╭─ Exercise input

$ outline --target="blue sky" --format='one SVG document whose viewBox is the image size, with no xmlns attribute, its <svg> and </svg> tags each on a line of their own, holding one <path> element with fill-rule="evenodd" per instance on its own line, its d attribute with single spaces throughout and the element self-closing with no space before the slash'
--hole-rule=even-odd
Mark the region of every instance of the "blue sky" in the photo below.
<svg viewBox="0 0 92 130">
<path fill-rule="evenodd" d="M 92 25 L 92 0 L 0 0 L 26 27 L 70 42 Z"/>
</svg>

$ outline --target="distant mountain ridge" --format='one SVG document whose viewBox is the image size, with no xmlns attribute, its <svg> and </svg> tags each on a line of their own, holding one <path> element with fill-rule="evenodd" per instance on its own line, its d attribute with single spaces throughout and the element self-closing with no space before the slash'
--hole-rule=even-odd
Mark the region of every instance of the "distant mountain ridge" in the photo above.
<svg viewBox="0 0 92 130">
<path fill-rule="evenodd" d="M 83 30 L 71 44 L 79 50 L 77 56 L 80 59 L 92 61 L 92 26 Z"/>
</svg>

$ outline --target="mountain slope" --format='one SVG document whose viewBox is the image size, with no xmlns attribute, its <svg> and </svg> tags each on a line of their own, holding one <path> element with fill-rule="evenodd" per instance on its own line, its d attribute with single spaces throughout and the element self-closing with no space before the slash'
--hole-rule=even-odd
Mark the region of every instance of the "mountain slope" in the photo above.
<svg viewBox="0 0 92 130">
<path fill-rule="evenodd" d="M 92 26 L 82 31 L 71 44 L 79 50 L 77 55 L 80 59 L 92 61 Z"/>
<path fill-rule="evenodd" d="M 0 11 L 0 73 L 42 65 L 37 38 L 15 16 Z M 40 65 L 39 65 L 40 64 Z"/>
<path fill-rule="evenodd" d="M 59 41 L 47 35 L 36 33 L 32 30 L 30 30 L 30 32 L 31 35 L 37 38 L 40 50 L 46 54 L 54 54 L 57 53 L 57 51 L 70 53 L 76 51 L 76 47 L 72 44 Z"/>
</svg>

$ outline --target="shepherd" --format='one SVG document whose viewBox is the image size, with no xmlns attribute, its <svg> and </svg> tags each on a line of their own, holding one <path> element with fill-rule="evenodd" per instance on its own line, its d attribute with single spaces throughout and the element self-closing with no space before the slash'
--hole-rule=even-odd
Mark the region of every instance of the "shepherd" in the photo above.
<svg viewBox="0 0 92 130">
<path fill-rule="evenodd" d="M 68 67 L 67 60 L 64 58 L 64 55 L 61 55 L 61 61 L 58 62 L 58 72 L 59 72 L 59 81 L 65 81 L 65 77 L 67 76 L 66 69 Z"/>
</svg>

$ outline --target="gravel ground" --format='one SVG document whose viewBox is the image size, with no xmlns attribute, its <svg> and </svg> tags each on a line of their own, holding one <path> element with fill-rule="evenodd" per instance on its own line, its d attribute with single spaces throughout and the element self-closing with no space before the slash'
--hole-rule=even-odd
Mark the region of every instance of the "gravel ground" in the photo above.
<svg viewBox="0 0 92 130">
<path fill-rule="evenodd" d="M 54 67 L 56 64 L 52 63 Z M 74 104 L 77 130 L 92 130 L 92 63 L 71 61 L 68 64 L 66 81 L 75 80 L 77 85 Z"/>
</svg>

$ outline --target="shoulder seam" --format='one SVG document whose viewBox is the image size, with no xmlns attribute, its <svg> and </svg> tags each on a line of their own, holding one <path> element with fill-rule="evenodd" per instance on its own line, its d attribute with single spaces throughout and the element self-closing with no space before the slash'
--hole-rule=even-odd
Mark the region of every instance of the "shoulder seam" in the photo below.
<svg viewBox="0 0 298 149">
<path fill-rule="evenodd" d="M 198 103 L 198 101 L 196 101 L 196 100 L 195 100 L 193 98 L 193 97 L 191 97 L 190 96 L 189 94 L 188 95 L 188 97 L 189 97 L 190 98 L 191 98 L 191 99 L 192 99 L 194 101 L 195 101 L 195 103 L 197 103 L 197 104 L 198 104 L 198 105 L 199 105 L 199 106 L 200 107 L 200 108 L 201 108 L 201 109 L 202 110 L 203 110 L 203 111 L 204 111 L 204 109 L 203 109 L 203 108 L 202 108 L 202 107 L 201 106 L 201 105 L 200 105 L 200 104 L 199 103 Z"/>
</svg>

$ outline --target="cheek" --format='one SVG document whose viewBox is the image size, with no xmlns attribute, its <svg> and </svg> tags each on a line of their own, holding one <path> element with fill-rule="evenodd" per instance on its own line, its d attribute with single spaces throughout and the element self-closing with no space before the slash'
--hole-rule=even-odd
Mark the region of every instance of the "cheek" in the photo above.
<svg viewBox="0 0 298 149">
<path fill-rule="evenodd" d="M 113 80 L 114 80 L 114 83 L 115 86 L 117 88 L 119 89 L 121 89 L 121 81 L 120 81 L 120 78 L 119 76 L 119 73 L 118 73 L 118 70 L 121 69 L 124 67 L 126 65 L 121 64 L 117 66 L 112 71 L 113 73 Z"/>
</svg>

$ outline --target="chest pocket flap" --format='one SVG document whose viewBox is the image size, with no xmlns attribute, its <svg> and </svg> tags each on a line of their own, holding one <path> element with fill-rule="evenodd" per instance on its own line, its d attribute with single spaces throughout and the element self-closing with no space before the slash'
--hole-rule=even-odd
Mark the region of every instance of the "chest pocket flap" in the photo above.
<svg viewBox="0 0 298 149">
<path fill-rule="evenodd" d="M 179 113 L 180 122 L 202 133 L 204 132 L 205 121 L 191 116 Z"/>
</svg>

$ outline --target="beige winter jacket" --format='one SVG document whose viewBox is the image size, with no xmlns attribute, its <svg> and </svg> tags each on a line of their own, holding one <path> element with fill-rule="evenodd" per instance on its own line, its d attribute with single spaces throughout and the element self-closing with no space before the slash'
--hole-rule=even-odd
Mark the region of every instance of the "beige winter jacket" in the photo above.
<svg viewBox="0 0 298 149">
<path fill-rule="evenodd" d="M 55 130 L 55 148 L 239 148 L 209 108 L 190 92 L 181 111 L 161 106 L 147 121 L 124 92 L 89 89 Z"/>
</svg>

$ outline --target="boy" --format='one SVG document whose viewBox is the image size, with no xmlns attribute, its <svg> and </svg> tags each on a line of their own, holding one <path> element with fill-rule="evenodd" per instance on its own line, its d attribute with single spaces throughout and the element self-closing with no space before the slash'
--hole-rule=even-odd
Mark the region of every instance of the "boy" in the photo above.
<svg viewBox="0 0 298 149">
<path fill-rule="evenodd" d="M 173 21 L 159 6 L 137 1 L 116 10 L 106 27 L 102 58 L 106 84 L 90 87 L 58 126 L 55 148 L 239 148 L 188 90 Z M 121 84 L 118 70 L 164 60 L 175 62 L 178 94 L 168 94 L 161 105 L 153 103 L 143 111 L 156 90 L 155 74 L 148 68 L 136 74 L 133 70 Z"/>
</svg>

╰─

## Short exercise
Count the lines in the entries above that contain the string "ridge", with case counting, and reply with only the number.

## Exercise result
2